An exact retyping of every record is required.

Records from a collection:
▬▬▬▬▬▬
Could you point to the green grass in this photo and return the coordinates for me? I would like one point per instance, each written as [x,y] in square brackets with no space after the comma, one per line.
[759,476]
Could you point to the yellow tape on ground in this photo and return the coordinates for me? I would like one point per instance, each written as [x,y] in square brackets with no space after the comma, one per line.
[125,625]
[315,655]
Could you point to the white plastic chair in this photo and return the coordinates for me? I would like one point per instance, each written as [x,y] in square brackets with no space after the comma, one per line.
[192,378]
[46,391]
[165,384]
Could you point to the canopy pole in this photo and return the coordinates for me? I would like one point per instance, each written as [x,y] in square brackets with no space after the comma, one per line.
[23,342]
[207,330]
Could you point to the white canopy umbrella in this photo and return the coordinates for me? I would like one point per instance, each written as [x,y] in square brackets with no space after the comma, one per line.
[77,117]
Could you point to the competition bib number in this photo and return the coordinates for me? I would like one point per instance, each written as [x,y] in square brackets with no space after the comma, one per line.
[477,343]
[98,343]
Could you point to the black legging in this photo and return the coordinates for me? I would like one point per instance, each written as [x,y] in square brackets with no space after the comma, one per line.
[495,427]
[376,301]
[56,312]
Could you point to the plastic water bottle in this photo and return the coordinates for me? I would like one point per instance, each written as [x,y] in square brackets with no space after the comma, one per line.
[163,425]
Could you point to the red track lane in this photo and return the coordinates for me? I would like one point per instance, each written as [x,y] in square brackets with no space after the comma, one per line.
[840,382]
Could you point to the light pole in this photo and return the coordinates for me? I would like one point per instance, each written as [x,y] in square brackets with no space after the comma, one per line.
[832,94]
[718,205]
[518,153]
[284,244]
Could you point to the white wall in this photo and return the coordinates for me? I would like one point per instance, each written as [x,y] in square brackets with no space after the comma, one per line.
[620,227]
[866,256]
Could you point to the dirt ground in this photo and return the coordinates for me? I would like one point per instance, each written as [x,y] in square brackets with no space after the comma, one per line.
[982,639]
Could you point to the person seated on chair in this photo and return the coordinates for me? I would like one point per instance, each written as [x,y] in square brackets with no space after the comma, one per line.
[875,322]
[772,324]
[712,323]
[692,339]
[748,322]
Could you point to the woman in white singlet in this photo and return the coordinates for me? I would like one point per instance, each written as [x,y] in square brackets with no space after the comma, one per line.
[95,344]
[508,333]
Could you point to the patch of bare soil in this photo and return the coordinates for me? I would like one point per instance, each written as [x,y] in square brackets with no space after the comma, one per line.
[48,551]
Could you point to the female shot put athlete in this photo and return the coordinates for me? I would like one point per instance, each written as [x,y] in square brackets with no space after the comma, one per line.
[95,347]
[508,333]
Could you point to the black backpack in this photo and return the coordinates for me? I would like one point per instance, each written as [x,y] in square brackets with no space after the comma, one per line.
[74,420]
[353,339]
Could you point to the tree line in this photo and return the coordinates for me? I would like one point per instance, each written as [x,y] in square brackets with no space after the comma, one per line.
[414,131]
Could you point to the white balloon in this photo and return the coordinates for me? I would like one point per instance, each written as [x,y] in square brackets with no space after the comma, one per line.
▬▬▬▬▬▬
## ANSWER FOR THE TASK
Could you point to the green grass in this photo and return the coordinates for me? I would like one point per instance, each written as [x,y] in square brackets with no space after the comma, one per line.
[759,476]
Could you point to the yellow tape on ground in this photo and return the coordinates for me? I would like one point per instance, each written as [x,y] in square brackets with no space after the comma, one per line.
[125,625]
[315,655]
Could you point to the white plastic chair in this photo and return the coordinates for me? I would like one point per instance, each written as [x,y] in square brackets with no space after the comma, one per line.
[192,378]
[46,391]
[165,384]
Could you point to the canopy pole in this photo and return the coordinates for me? I would like one point per instance, each written as [x,y] in square brackets with no space after the comma, one per line.
[23,342]
[207,330]
Could you point to the white canopy umbrella in this photo and return the coordinates for me? I would like one point per instance, each written as [x,y] in square brackets with no space after the comma, one per line.
[77,117]
Could you point to the competition bib number in this photo and return the coordinates for me? I would like one point per instance, each written as [x,y] in square brackets with no space after the comma, one per line.
[477,343]
[98,343]
Could you point to the black legging in this photo and return the coordinates for me? I would like one point per instance, each written as [x,y] in square brackets with no space after the comma, one per line.
[495,427]
[376,301]
[56,312]
Could you point to the plastic water bottle in this photo and return the coordinates for me? I would like one point per instance, each written as [x,y] in square brackets with no space after the comma, one per line.
[163,425]
Could you point to the red track lane in this photo and return the coordinates for me? I would like one point per instance, each written as [x,y] in square brackets with no space after the comma, one per line.
[840,382]
Could you point to the light pole in this photo and return the coordinates for me? I would like one point per instance, each written as [x,y] in square brackets with no space after the comma, one per line.
[832,94]
[718,205]
[518,153]
[284,244]
Could you point to the white wall in this photo and return the coordinates for me? I would like one point per instance, each written as [x,y] in square brackets with no space after the comma, one per line.
[620,227]
[866,256]
Could you point to the dirt ground in this photo and return the coordinates for me? I would like one point per instance, each written as [x,y] in square brackets with no space after the comma, one per line.
[982,639]
Could you point to the person seated on chair in this photo and return the coordinates for me? I would like one point per instance, each written as [x,y] in square brackets with no space after the comma, one per line.
[875,322]
[772,324]
[712,323]
[692,339]
[748,322]
Could you point to the woman in white singlet in this photo and return the coordinates for me? I would like one point per instance, each written as [x,y] in square brackets with no space after the comma, one per line.
[95,344]
[508,333]
Could you point to the patch of bare soil in this photo and return the coordinates for me? I would like one point per instance, each written as [x,y] in square brackets with no space after the comma, one per line.
[48,551]
Could you point to the female shot put athlete in this photo and return the coordinates for me? I would like one point per instance, each written as [x,y] in square brackets with no space after the comma, one per line.
[95,347]
[508,333]
Could you point to the black backpack in this photo and return the coordinates for me? I would like one point per instance, each written as [x,y] in square brackets with no space after the comma, one per line.
[74,420]
[353,339]
Could you point to the tree line in this photo and return the coordinates for me? I would like one point per instance, each written as [x,y] in square brackets with no space after the comma, one per line.
[414,131]
Could you point to the white balloon in this photo and return the coordinates for me? I would like one point per instance, each written as [x,y] in square brackets with no space after the comma, one per line.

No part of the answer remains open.